DIRECTIONS:
1) Name every referral block template that the Beehiiv referral guide lists.
2) According to the Beehiiv referral guide, where in each issue does the writer usually put the referral block?

PASSAGE SHOWN:

......

That copy does two useful things. It tells the reader what they get, and it reminds them why the reward is related to the newsletter.
Step 3: Write the Milestone Email
The milestone email is the message Beehiiv sends when someone reaches the reward threshold.
This email does not need to be clever. It needs to do three things:
- Congratulate them.
- Deliver or explain the reward.
- Ask them to keep sharing.
Here is a simple version I would use for a 1-referral reward:
Subject: You unlocked the launch checklist
Thank you for sharing the newsletter. Your referral just subscribed, so here is the launch checklist I promised.
The next reward unlocks at 3 referrals. Your referral link is still inside each issue if you want to keep going.
If the reward is expensive or easy to abuse, use Beehiiv’s review option before the email goes out. Beehiiv lets you manually review achievements before sending the milestone email, which is useful if the reward involves a call, a gift, or anything with real cost.
For digital rewards, I usually prefer auto-fulfillment. Readers get the dopamine hit immediately, and you are not turning every referral into admin work.
Step 4: Configure the Referral Block
Once the rewards exist, go to the referral program configuration area and set how the referral block appears inside your posts.
Beehiiv’s docs note several referral block templates, including:
- Default
- Upcoming milestone only
- Reward program only
- Upcoming milestones and reward program
For a small list, I would choose “upcoming milestone only” or the default layout. Too many visible rewards can make the email feel like a loyalty scheme rather than a useful newsletter.
The email description matters more than people think. Avoid vague copy like:
Share this newsletter and earn rewards.
Use something specific:
Know one person who would use this? Send them your link below. When they subscribe, you get closer to the private templates I only share with referrers.
Then preview the post. Beehiiv says each subscriber sees information based on their own referral count, so do not judge the final experience from the editor alone.
Step 5: Add the Referral Block to Every Issue
A referral program fails quietly when readers never see it.
Inside the Beehiiv editor, type /Referral Program and place the block into your post. I would put it in the same place every time, usually after the main content and before the final sign-off.
Do not put it above the actual newsletter content. A subscriber has not earned the ask until you have delivered something worth sharing.
My preferred structure is:
- Main newsletter content.
- One useful link or takeaway.
- Referral block.
- Short sign-off.
That placement says: “If this helped, share it.” It does not turn the whole issue into a growth hack.
Step 6: Monitor Referral Quality
After the program is live, Beehiiv’s referral dashboard shows stats such as subscribers with referrals, total readers referred, and referrals per subscriber. The fulfillment area lets you see subscribers who reached milestones and manage reward status.
The metric I care about first is not total referrals. It is referred subscriber quality.
Check:
- Are referred subscribers confirming their subscription?
- Are they opening the first few issues?
- Are certain readers sending suspicious clusters of low-quality signups?
- Are reward redemptions creating more work than expected?
- Are referrers sharing with the right people?
Beehiiv’s referral FAQ explains that referred subscribers may sit in a pending status until they confirm, which helps reduce abuse. Still, you should watch the first few weeks closely.
If a reward attracts low-quality signups, change the reward. If a milestone is too easy, raise it for future subscribers. If nobody reaches a milestone, lower the bar or make the reward clearer.

......

[Records from a data source]
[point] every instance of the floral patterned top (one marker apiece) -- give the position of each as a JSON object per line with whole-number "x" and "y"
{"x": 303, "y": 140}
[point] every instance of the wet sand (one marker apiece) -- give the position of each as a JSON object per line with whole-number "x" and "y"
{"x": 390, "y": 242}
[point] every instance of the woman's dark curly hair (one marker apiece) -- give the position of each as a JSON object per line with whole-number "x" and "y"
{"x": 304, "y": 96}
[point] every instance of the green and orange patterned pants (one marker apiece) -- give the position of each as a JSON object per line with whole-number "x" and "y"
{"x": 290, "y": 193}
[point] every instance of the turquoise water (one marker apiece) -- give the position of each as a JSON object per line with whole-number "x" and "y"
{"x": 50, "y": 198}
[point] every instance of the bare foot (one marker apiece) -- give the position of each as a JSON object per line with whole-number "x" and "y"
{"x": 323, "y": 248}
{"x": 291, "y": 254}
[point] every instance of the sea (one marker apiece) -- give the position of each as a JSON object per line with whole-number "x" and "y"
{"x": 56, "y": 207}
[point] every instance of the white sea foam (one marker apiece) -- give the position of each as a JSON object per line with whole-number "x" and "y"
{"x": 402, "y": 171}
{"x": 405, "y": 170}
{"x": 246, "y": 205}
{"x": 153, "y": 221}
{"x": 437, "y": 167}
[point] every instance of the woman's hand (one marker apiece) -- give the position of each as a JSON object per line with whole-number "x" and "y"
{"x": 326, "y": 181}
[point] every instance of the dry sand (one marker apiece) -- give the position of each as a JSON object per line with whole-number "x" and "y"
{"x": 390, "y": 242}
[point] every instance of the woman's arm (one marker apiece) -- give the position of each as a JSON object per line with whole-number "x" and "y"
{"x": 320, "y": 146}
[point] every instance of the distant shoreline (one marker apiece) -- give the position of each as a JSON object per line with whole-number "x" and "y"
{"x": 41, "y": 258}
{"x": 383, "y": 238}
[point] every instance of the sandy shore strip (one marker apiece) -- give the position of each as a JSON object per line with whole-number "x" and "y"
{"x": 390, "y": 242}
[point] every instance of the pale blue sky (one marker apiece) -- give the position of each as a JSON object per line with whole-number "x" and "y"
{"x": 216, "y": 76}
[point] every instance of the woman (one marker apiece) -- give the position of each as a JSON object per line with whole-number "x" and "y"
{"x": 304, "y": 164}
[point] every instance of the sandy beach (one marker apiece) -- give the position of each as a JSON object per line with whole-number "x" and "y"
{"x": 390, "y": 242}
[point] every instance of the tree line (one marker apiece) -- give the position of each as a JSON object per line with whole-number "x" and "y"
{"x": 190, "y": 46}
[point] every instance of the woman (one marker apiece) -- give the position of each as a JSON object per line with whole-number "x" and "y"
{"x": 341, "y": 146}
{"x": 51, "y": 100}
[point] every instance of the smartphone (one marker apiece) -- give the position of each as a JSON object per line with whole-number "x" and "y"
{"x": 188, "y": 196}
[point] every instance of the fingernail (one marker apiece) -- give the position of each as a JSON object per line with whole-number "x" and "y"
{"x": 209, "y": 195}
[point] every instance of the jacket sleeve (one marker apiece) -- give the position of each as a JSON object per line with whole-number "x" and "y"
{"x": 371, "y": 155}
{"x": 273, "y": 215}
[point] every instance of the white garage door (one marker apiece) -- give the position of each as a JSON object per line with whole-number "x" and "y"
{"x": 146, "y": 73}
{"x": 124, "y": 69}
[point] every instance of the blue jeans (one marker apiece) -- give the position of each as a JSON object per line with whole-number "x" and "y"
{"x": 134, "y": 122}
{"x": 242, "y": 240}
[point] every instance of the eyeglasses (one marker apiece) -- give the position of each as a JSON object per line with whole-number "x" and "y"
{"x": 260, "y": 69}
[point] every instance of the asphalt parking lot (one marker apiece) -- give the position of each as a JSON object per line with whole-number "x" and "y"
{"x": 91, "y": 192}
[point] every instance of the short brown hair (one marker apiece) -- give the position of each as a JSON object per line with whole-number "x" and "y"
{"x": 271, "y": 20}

......

ANSWERS BELOW:
1)
- Default
- Upcoming milestone only
- Reward program only
- Upcoming milestones and reward program

2) After the main content and before the final sign-off.